[Task goal]:
Which of the lines below contain the word "fruit"? Pick out each one and copy it in full, counting only matches in the same case.

[Records supplied]:
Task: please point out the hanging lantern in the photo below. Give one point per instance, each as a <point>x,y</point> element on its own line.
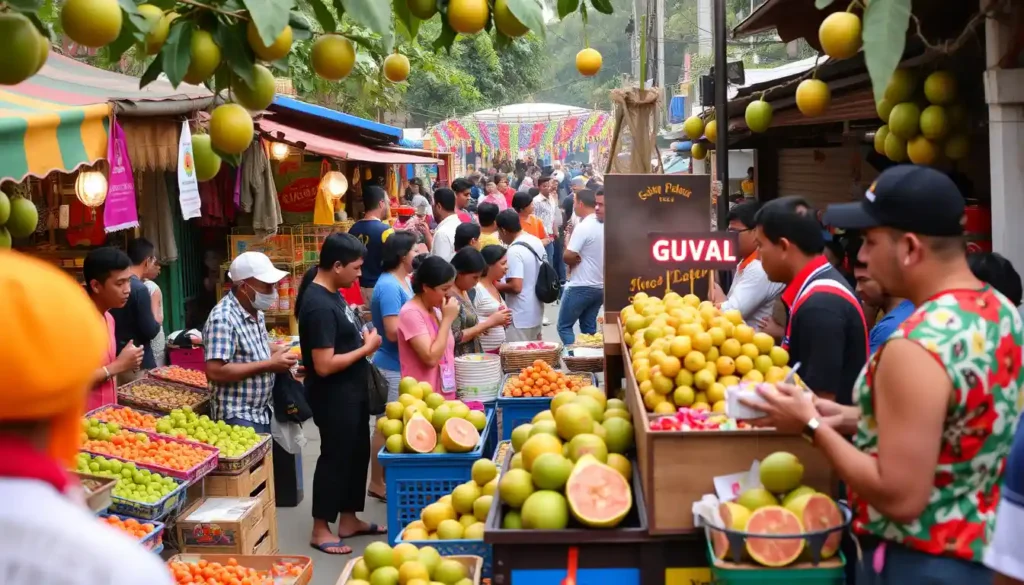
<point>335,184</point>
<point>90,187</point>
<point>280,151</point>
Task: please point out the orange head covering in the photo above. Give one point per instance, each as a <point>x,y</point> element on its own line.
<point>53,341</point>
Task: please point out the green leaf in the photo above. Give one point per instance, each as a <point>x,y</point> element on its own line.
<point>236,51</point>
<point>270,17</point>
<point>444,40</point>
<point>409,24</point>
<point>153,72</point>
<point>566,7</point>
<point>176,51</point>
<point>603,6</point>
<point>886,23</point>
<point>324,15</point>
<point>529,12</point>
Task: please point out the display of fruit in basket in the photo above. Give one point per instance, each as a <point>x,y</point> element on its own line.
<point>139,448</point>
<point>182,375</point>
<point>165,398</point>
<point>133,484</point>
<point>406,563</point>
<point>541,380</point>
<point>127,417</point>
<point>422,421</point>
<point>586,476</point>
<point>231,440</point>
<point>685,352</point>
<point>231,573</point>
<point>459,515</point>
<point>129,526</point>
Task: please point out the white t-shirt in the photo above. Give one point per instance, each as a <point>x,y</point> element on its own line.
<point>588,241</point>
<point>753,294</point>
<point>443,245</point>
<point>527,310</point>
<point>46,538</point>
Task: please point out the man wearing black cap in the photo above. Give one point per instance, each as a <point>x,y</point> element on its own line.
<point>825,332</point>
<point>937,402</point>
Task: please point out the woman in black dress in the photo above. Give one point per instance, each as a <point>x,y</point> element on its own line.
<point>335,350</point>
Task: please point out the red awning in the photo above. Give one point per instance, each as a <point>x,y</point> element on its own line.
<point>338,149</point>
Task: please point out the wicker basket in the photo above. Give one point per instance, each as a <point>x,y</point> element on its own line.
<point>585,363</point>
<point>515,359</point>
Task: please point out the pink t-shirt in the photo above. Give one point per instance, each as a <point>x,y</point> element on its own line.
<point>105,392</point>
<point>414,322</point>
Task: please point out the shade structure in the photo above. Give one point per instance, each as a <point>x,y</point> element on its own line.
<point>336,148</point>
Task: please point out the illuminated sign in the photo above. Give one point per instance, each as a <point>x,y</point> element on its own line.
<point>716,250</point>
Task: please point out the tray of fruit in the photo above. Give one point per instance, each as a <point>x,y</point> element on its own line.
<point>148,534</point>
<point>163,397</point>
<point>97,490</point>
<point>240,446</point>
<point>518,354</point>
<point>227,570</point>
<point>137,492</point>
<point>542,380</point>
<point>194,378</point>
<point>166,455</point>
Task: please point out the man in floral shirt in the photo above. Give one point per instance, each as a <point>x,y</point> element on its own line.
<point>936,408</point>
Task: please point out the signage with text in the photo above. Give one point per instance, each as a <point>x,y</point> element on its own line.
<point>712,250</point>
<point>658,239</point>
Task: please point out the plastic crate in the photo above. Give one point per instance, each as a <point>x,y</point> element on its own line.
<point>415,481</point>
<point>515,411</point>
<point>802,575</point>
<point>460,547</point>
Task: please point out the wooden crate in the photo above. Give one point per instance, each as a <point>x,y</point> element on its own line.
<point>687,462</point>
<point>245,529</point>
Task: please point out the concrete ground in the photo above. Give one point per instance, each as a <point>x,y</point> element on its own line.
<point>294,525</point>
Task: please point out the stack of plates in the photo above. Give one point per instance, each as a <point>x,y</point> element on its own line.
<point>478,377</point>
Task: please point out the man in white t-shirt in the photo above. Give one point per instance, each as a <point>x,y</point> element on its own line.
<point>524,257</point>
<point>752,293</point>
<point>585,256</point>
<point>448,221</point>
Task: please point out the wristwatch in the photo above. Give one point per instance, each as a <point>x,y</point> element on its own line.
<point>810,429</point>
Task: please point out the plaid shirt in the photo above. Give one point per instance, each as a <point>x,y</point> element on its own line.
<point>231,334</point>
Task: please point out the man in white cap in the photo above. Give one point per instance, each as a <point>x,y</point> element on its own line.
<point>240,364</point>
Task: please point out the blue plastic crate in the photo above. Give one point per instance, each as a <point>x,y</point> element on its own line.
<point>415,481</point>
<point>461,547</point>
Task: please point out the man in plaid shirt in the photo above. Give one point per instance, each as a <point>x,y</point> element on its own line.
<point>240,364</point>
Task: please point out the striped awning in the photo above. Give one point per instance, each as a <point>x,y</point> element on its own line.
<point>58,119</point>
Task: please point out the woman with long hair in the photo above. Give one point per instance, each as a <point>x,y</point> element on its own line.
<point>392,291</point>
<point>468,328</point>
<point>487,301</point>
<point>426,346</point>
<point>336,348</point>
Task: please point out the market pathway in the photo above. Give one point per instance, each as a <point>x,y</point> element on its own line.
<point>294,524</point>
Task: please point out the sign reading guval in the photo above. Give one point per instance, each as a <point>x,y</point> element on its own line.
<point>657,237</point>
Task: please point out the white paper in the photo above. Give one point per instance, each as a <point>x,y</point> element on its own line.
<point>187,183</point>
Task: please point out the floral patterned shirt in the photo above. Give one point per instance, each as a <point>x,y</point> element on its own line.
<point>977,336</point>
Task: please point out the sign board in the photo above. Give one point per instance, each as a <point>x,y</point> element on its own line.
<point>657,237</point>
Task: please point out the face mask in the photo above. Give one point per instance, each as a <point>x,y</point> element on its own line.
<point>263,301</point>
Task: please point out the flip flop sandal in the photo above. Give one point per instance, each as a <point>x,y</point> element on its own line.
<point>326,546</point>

---

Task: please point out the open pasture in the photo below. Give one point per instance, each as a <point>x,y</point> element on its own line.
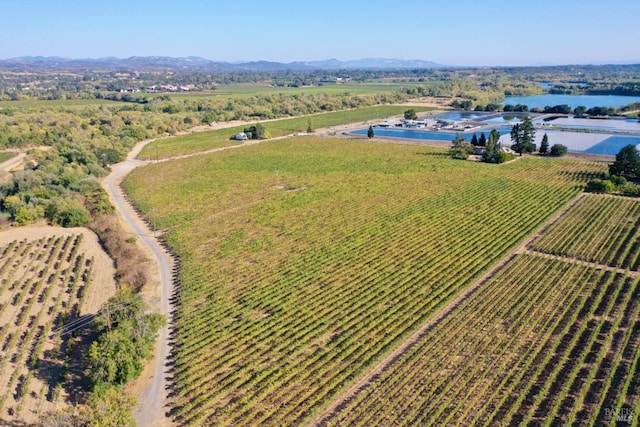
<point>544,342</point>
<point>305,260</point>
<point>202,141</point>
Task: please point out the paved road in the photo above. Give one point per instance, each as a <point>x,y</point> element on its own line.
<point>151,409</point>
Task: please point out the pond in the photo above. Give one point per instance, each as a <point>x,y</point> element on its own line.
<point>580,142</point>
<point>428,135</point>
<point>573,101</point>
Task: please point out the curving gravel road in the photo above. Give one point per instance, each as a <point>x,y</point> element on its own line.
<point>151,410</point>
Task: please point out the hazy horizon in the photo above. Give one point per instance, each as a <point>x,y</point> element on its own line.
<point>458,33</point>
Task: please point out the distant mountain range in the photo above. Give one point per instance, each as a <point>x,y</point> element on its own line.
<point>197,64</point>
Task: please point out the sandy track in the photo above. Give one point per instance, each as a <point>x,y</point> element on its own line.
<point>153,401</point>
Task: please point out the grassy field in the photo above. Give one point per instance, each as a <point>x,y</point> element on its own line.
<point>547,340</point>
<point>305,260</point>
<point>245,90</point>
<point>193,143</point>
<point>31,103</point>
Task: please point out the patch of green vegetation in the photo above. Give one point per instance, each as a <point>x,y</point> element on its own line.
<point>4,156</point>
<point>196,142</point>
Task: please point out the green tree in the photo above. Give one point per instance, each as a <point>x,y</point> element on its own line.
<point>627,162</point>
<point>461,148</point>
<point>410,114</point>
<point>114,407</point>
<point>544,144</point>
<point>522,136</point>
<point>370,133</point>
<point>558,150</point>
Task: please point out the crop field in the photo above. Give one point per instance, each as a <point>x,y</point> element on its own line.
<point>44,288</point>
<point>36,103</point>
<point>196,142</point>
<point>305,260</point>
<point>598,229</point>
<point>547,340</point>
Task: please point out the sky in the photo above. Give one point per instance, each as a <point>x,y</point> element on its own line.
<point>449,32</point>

* * *

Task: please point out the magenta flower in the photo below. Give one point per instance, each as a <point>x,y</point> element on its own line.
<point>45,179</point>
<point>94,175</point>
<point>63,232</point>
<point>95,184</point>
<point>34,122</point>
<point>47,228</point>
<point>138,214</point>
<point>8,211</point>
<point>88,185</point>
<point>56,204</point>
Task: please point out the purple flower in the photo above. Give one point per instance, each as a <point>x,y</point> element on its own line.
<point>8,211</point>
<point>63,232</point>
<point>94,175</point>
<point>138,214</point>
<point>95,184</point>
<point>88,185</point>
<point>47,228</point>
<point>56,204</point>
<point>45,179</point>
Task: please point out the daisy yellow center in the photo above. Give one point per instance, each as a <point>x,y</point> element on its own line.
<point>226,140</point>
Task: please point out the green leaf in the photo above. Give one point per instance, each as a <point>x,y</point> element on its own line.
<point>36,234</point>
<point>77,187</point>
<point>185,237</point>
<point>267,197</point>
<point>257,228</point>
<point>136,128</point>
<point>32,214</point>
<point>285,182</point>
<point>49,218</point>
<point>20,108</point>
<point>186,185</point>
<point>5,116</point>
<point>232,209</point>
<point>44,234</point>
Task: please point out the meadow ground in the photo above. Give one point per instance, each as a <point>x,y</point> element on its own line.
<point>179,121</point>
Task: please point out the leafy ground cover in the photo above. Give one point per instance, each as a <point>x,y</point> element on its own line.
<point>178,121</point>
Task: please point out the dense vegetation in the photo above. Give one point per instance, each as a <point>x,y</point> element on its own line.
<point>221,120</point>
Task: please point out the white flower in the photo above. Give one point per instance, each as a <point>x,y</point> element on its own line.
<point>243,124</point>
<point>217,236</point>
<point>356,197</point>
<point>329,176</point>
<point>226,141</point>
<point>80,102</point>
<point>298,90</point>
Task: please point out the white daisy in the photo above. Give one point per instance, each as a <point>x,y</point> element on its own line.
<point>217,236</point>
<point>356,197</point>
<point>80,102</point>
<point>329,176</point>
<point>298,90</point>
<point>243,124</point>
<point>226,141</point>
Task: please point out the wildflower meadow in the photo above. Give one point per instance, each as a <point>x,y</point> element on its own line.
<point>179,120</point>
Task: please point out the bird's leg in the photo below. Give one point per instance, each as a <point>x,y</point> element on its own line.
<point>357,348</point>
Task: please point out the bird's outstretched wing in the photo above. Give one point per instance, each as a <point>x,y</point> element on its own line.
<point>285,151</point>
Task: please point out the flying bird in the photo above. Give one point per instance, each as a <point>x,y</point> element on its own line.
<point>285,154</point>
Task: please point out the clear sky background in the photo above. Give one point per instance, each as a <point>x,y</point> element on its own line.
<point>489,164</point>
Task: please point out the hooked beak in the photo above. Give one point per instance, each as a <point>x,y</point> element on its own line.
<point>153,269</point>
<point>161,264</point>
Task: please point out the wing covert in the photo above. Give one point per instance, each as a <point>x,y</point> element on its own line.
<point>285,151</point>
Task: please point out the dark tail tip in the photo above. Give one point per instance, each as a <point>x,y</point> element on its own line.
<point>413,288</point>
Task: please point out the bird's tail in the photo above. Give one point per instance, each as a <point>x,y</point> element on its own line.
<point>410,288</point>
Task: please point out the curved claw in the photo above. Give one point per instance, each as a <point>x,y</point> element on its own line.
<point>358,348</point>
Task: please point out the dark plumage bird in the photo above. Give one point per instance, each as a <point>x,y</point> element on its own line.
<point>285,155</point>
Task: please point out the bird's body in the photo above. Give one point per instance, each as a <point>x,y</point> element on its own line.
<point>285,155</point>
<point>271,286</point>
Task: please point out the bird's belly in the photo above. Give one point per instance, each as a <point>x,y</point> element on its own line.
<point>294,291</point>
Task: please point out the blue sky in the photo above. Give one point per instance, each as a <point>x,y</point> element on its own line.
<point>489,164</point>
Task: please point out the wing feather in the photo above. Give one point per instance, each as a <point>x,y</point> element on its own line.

[Completed exercise]:
Task: please point out the display of fruit in basket in the photo above. Give one point per instance, each as a <point>x,y</point> element on its own line.
Task: please point out the tray of fruit in the photo above. Give one point per instance, each as a <point>x,y</point> element on its own line.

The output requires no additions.